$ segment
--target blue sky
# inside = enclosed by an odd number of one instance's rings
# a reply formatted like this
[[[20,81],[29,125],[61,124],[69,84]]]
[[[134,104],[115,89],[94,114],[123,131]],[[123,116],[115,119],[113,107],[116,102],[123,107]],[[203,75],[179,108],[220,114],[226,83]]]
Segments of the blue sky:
---
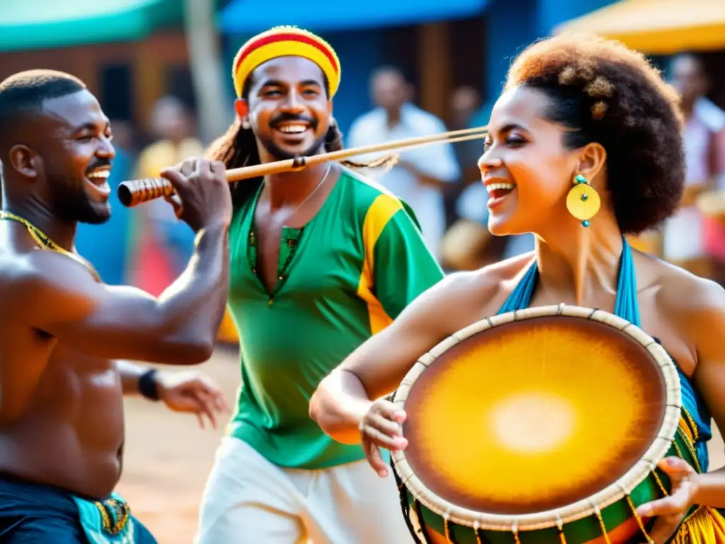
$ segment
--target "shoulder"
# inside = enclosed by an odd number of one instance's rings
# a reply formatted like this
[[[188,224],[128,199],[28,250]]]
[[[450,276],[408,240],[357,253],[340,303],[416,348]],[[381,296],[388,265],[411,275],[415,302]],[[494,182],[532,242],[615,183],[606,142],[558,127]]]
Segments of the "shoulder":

■ TO BE DONE
Collect each line in the rows above that contains the word "Segments", and list them in their original order.

■ EXPECTED ANSWER
Segments of the blue sky:
Segments of the "shoulder":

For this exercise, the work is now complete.